HOW TO COMPLETE THIS TASK: For each line below, check for the word "ground", then state how many lines contain it, with no other output.
──────── RECORDS PROVIDED
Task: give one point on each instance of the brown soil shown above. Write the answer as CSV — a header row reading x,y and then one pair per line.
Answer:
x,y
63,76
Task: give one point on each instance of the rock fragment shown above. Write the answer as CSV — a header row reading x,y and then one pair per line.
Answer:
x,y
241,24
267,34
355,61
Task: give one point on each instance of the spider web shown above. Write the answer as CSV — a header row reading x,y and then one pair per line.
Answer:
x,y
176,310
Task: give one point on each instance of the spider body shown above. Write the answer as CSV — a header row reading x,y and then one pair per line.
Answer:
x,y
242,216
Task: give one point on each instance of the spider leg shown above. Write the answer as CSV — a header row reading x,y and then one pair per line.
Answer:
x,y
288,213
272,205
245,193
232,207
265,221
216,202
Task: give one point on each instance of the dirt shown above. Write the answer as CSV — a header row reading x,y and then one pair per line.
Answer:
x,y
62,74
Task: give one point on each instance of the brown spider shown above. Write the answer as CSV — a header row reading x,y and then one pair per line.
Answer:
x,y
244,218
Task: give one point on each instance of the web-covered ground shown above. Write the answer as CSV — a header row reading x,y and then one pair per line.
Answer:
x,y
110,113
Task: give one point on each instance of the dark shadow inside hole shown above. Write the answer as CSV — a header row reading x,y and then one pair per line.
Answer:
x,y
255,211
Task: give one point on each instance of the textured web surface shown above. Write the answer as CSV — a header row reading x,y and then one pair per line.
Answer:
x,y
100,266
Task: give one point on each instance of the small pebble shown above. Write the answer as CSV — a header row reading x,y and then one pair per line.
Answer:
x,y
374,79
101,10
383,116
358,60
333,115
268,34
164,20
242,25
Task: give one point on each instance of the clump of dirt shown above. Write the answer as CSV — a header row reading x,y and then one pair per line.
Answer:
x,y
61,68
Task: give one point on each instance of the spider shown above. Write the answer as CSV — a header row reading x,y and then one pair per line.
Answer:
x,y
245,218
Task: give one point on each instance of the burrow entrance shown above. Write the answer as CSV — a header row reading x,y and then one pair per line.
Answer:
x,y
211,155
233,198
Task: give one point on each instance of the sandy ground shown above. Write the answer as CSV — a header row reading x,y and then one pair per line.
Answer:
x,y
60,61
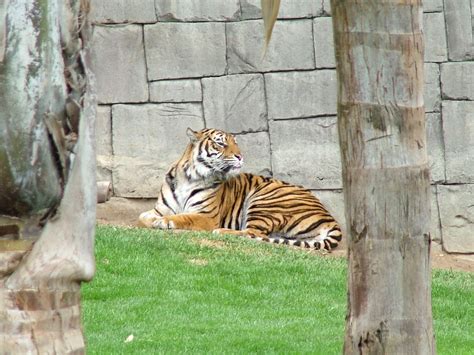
────────────────
RESULT OF THIS TASK: 2